### Aim of the task
Copy out the text of each record below word for word, omitting the pictures.

---

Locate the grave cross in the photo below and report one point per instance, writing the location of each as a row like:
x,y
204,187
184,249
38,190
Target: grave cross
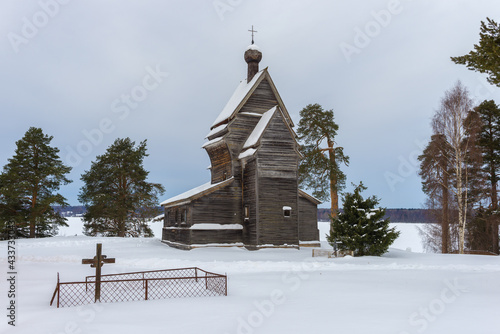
x,y
252,31
97,263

---

### The result
Locate the grave cross in the photo below and report one point per instance, writing the location of each as a row like:
x,y
204,187
184,249
38,190
Target: grave cross
x,y
252,31
97,263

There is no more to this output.